Starting at the line that contains "[pin] baseball cap -- one per line" and ending at the final line of the records below, recast those lines alone as a numbered list, leaving out any blank lines.

-------- Exercise material --------

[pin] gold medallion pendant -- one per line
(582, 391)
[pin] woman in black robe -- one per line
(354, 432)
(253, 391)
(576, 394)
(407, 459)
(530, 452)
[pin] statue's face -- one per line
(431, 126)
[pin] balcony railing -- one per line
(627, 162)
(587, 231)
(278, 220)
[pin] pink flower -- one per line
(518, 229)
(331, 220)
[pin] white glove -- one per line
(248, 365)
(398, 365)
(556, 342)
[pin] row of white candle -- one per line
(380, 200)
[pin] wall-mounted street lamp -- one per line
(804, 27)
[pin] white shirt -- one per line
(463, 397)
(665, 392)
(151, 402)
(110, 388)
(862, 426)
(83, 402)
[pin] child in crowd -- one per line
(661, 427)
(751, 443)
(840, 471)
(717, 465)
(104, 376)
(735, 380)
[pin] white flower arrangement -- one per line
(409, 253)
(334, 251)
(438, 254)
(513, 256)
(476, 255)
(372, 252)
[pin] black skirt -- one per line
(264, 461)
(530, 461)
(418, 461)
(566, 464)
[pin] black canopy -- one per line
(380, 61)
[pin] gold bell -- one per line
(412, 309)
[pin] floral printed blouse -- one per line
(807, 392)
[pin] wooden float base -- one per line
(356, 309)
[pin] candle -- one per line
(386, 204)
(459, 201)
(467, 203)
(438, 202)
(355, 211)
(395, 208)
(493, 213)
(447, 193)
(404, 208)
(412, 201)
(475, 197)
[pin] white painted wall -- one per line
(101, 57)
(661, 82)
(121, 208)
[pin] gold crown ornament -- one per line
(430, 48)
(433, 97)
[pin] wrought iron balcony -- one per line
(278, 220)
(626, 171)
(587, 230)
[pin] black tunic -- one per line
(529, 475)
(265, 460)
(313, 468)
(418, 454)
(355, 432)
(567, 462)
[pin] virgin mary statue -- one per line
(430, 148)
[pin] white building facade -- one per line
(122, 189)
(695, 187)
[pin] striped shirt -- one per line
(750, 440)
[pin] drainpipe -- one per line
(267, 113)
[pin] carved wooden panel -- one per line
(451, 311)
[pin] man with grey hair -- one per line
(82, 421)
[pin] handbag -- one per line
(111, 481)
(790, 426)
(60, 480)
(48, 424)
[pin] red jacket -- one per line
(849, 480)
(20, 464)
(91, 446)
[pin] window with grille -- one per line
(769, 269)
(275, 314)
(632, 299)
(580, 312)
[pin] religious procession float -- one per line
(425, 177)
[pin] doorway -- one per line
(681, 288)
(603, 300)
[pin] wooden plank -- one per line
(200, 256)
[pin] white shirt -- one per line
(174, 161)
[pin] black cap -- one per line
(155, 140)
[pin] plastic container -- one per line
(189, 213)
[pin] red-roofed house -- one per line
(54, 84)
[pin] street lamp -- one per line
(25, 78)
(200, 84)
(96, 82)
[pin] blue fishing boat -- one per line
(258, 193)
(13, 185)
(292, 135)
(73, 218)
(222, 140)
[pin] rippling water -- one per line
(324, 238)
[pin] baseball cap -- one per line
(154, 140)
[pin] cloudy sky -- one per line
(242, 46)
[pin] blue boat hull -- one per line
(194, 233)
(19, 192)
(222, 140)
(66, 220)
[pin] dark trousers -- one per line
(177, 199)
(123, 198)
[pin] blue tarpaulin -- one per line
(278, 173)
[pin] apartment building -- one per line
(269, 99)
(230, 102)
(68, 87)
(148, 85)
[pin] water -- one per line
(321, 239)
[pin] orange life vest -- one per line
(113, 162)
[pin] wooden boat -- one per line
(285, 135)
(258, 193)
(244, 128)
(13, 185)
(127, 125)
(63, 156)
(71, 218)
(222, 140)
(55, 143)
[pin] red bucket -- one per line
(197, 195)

--------

◆ Final result
1. [pin] baseball cap -- one per line
2. (154, 140)
3. [pin] cloudy sky -- one per line
4. (242, 46)
5. [pin] blue boat hull -- one per line
6. (194, 233)
7. (19, 192)
8. (222, 140)
9. (66, 220)
10. [pin] dark trousers -- one per line
11. (177, 199)
12. (123, 198)
13. [pin] blue tarpaulin -- one per line
14. (278, 173)
15. [pin] apartment building -- one per line
16. (269, 99)
17. (230, 102)
18. (68, 87)
19. (148, 85)
20. [pin] water -- one per line
21. (321, 239)
22. [pin] orange life vest -- one per line
23. (113, 162)
24. [pin] wooden boat -- one per line
25. (285, 135)
26. (258, 193)
27. (244, 128)
28. (13, 185)
29. (127, 125)
30. (63, 156)
31. (71, 218)
32. (222, 140)
33. (55, 143)
34. [pin] red bucket -- one per line
35. (197, 195)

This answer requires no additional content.